Excerpted records:

○ ○ ○ ○

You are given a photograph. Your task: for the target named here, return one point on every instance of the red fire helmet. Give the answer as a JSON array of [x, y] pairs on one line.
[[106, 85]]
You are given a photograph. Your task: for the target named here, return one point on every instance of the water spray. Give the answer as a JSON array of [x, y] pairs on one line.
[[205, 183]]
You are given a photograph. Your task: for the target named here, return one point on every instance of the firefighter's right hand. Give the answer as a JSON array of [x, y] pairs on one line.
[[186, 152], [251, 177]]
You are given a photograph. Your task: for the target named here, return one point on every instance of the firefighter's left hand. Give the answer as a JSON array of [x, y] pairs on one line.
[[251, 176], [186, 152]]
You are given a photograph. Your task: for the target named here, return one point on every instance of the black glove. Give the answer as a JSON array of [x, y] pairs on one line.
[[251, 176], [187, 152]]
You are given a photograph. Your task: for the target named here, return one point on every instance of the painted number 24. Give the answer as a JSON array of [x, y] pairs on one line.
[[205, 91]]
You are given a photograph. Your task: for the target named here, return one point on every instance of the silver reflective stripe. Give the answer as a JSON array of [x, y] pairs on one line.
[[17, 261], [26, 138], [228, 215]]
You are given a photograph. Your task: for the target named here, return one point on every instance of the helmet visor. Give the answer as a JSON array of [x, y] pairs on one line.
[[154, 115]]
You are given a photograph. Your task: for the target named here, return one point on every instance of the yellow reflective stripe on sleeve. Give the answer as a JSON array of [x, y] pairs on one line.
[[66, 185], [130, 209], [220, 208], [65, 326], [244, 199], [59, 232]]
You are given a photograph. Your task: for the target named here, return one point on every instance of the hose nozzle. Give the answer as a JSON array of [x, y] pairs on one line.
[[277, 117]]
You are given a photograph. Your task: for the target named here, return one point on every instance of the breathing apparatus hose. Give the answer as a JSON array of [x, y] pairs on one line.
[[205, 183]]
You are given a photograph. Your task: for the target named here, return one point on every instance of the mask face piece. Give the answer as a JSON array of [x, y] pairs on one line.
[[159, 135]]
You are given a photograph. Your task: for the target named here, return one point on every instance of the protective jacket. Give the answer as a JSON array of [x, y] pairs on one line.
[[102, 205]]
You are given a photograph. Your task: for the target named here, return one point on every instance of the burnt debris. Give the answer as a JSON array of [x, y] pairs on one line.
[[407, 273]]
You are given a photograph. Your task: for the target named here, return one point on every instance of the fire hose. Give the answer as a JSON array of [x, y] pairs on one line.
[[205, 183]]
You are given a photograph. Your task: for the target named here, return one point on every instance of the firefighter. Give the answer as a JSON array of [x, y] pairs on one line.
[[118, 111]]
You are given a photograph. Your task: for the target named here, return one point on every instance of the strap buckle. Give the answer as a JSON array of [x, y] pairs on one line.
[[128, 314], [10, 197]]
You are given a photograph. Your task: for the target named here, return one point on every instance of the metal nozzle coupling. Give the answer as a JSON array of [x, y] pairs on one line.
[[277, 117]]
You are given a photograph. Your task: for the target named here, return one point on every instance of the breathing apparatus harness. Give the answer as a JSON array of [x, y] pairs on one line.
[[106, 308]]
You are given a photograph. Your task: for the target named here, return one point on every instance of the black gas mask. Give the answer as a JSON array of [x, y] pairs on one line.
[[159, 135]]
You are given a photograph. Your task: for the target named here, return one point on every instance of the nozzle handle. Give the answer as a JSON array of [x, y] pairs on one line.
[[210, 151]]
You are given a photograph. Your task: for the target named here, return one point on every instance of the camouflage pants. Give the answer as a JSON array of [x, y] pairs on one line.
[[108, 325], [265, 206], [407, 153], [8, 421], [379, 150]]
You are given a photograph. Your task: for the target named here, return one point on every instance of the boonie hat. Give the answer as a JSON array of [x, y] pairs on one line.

○ ○ ○ ○

Work request: Write out each line exactly, as it is shown above.

Answer area:
You are given a photograph. Your task: for the target named here, return one point on every instance of the red fire helmet. Give the answer as a JSON array of [x, y] pairs on one line.
[[106, 85]]
You are given a photograph. Your task: for the target named here, return one point on every instance of the water spray. Give the answer as a JSON array of [x, y] pairs on one line.
[[205, 183]]
You are given a photograph. Your task: for the target named here, return one point on every instance of the firefighter's right hand. Give the answer as a JSON array of [x, y] pairs on one line.
[[186, 152], [251, 177]]
You are given a photograph. Your task: for the target named here, return one point on every instance of the firefighter's left hand. Give the answer as a JSON array of [x, y] pairs on one line.
[[251, 176], [186, 152]]
You are given a photograph. Your task: for the target named here, return one point on every instance of the black glove. Give the answer as a JSON array of [x, y] pairs on one line.
[[251, 176], [187, 152]]
You are given a photograph. Your task: for the target named here, return one point on every instance of the painted number 24. Give the answer as a JSON array of [x, y] pairs on one line.
[[205, 91]]
You are given a photograph. Your task: for the target named here, return one point on every instance of the silver reflective stripe. Give the answer as a JSON array of [x, y] pairs on one line.
[[17, 261], [26, 138], [228, 215]]
You are given a photograph. Your task: for the target named here, return one point on every instance of the helmet visor. Give the answer as a JSON array of [x, y] pairs on one line.
[[154, 115]]
You are given a photograph. Your task: for the target named here, return one point on every instance of the yellow reflective stripe on sleeve. Give the answer as a JSON array of [x, y] pairs on one line.
[[66, 185], [130, 209], [220, 208], [65, 326], [244, 199], [59, 232]]
You are given a photograph. Your task: for the target named here, return one point on every instance of the hose nozzle. Give the answer as a JSON array of [x, y] pairs on one line.
[[277, 117]]
You are given a photograph. Your task: for the target named here, return one point on every instance of the breathing apparatus hose. Give the answer as a JSON array of [x, y] pairs on one line.
[[205, 183]]
You are given a photograph. Your task: for the target named here, return one point on every instance of the mask face piece. Give the answer as a JSON array of [x, y] pairs on one line.
[[159, 135]]
You are given a photograph. Your task: for the target named here, return one point on every instance of the protective jacket. Give the answer as a JSON array of [x, y] pairs on one line.
[[102, 205]]
You are given a photograph. Your task: for the target named here, return one point on every instance of the burnt debris. Give the answer as a JSON array of [x, y] pairs on one line.
[[407, 273]]
You are given a photograph. Your task: for the target named here, return one point on every instance of the fire hose. Give the answer as a JSON array of [x, y] pairs on one line.
[[205, 183]]
You are given a photograph. Your task: for the target named here, return one point on every instance of the firefighter. Give the answer as a JSON array of [x, y] pairs on one line.
[[118, 111]]
You are given a photograph. Your task: for the target named here, return one point on every instance of the strap buckle. Give the answer as a JSON array of [x, y] pairs on one line.
[[128, 314], [10, 197]]
You are given a photograph. Your task: for the target named here, return one point on every instance of the metal nozzle coupling. Give the answer as a JSON array of [x, y] pairs on one line.
[[277, 117]]
You are given a photograph. Your task: for the target named here, return one point on every instance of the breathing apparatus harness. Give the answer as a JSON array of [x, y] pairs on one line.
[[106, 308]]
You are given a photograph. Your task: for the target named here, return one point on every instance of the black gas mask. Give the answer as a JSON array of [x, y] pairs on one line.
[[159, 135]]
You are given a photograph. Your task: for the target named here, return one point on every instance of the nozzle handle. Give the answer as a JSON array of [x, y] pairs on one line.
[[210, 151]]
You are given a photograph. Your task: for the target named here, return one point on every instance of the camouflage pants. Give the answer as a JSON array of [x, y] pairs on one line.
[[108, 325], [265, 206], [407, 153], [8, 421], [379, 150]]
You are given a photograph. Your task: for the target named here, return one point on every instance of the boonie hat. Give the answer as a JSON array of [x, y] pairs on one line.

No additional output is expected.